Work item: Set down the records that follow in full and without changes.

(Collected data)
+ + + + + + +
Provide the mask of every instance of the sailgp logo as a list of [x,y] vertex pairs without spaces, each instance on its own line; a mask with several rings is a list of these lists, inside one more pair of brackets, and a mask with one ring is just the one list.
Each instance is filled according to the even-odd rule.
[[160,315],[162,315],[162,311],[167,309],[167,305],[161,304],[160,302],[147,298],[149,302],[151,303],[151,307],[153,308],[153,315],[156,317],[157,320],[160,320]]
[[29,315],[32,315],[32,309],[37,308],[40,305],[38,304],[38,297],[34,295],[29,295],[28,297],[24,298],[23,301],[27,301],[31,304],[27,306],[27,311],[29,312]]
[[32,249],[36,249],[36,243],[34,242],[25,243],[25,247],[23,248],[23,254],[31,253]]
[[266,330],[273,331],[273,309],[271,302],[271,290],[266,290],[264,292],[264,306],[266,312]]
+ + + + + + +
Answer box:
Provide the mask of every instance of the sailgp logo as a list of [x,y] vertex pairs without spaces, each instance on its own line; a mask with several rings is a list of these lists, inside one more pair of brackets, and a mask with one ring is just the one list.
Each instance is filled according to the even-odd rule.
[[160,315],[162,315],[162,311],[167,309],[167,305],[161,304],[160,302],[147,298],[149,302],[151,303],[151,307],[153,308],[153,315],[156,317],[157,320],[160,320]]
[[29,315],[32,315],[32,309],[37,308],[40,305],[38,304],[38,297],[34,295],[29,295],[28,297],[24,298],[23,301],[27,301],[31,304],[27,306],[27,311],[29,312]]
[[32,249],[36,249],[36,243],[34,242],[25,243],[25,247],[23,248],[23,254],[31,253]]
[[266,330],[273,331],[273,309],[271,302],[271,290],[266,290],[264,292],[264,306],[266,312]]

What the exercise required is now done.